[Text provided Boundary: Start]

Fundamentals of SQL — Interview Questions & Answers

50 essential SQL interview questions covering basics, queries, joins, subqueries, aggregations, and database design.

Meritshot18 min read
SQLDatabaseInterview QuestionsData AnalysisQueries
Back to Interview Guides

SQL Basics

1. What is SQL?

SQL stands for Structured Query Language and is the standard language used to communicate with and manage relational databases. It allows users to create, read, update, and delete data stored in tables, and is supported by virtually all relational database management systems such as MySQL, PostgreSQL, SQL Server, and Oracle.

2. What are the main types of SQL commands?

SQL commands are broadly categorized into five types: DDL (Data Definition Language) for defining database structures, DML (Data Manipulation Language) for manipulating data, DCL (Data Control Language) for managing permissions, TCL (Transaction Control Language) for managing transactions, and DQL (Data Query Language) for querying data. Examples include CREATE and ALTER for DDL, INSERT and UPDATE for DML, GRANT and REVOKE for DCL, and COMMIT and ROLLBACK for TCL.

3. What is the difference between CREATE, ALTER, and DROP statements?

CREATE is used to create new database objects such as tables, views, or indexes, for example CREATE TABLE employees (id INT, name VARCHAR(100)). ALTER modifies an existing database object, such as adding or removing a column, while DROP permanently deletes a database object and all of its data.

4. What do the SELECT, INSERT, UPDATE, and DELETE statements do?

SELECT retrieves data from one or more tables, INSERT adds new rows of data into a table, UPDATE modifies existing rows based on a condition, and DELETE removes rows from a table. These four statements form the core of DML operations and are the most frequently used SQL commands in day-to-day database interaction.

5. What are the common data types in SQL?

Common SQL data types include INT and BIGINT for integers, DECIMAL and FLOAT for numeric values with decimals, VARCHAR and CHAR for text strings, and DATE, DATETIME, and TIMESTAMP for date and time values. The BOOLEAN type stores true/false values, and TEXT or BLOB types handle large text or binary data respectively.

6. What is a primary key?

A primary key is a column or set of columns that uniquely identifies each row in a table. It must contain unique values and cannot contain NULL values. Every table should have a primary key to ensure data integrity and to serve as a reference point for relationships with other tables.

7. What is a foreign key?

A foreign key is a column or set of columns in one table that references the primary key of another table, establishing a relationship between the two tables. It enforces referential integrity by ensuring that the value in the foreign key column must either match an existing value in the referenced primary key column or be NULL. For example, an orders table might have a customer_id foreign key that references the id column in a customers table.

[Text provided Boundary: End]
[Raw data Boundary: Start]

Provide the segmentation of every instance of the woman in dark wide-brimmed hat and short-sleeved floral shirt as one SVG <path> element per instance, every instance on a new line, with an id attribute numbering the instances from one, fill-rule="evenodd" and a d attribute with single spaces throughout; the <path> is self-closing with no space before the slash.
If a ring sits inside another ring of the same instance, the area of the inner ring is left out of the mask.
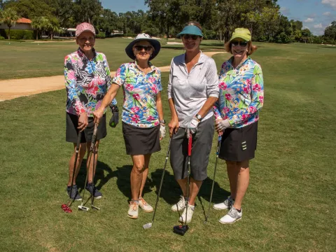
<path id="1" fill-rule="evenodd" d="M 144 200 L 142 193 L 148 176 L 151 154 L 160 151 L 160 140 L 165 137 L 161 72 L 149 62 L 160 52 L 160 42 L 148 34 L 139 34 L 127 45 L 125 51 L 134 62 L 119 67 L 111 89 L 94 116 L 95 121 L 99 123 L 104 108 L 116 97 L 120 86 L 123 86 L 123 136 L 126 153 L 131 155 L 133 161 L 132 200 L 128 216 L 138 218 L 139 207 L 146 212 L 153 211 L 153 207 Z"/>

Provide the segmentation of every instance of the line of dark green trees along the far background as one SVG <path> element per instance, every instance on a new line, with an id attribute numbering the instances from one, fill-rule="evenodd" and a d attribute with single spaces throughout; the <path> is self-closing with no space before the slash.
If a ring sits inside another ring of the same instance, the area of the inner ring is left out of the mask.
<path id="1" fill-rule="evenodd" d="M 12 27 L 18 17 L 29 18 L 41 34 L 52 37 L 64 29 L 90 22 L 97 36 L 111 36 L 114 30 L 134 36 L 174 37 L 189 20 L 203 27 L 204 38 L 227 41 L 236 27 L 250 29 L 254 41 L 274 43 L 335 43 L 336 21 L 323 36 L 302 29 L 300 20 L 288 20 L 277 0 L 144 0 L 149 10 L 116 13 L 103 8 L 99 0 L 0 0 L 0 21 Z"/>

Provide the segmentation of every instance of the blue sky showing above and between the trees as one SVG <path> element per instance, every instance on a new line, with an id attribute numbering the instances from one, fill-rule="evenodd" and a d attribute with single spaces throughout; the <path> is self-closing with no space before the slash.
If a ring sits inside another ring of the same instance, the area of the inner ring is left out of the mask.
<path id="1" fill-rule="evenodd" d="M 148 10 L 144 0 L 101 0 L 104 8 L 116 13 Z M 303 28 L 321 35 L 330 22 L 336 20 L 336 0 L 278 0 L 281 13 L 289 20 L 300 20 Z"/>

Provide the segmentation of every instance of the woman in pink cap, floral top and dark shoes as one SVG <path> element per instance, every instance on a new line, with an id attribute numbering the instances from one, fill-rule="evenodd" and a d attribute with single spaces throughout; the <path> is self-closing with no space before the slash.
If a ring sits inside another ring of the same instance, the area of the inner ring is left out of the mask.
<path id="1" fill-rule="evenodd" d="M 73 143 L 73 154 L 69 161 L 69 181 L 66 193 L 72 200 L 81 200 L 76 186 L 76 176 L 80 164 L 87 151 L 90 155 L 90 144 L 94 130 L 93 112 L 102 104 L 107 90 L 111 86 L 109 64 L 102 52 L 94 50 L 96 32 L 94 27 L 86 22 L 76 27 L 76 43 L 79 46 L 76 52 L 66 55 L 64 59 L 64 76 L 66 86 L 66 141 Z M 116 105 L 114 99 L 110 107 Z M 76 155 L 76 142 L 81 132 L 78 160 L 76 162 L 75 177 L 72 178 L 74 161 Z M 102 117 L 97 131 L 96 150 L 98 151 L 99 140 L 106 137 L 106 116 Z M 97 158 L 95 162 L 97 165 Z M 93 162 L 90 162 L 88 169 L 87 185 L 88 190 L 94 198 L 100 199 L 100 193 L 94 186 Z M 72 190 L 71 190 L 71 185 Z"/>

[Raw data Boundary: End]
[Raw data Boundary: Start]

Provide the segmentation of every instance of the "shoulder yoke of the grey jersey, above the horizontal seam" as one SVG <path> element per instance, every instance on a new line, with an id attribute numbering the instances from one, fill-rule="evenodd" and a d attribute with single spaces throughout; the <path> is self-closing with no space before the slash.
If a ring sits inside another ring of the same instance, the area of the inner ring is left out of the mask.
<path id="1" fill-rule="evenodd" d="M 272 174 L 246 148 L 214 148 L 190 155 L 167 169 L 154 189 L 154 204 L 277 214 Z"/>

[Raw data Boundary: End]

• _Complete the following_:
• a. According to the SQL interview text above, what kind of value can a primary key never contain?
• b. Duplicate everything in the SQL interview text from "1. What is SQL?" down to "ROLLBACK for TCL.".

• _Task answers_:
• a. NULL values.

• b.
1. What is SQL?

SQL stands for Structured Query Language and is the standard language used to communicate with and manage relational databases. It allows users to create, read, update, and delete data stored in tables, and is supported by virtually all relational database management systems such as MySQL, PostgreSQL, SQL Server, and Oracle.

2. What are the main types of SQL commands?

SQL commands are broadly categorized into five types: DDL (Data Definition Language) for defining database structures, DML (Data Manipulation Language) for manipulating data, DCL (Data Control Language) for managing permissions, TCL (Transaction Control Language) for managing transactions, and DQL (Data Query Language) for querying data. Examples include CREATE and ALTER for DDL, INSERT and UPDATE for DML, GRANT and REVOKE for DCL, and COMMIT and ROLLBACK for TCL.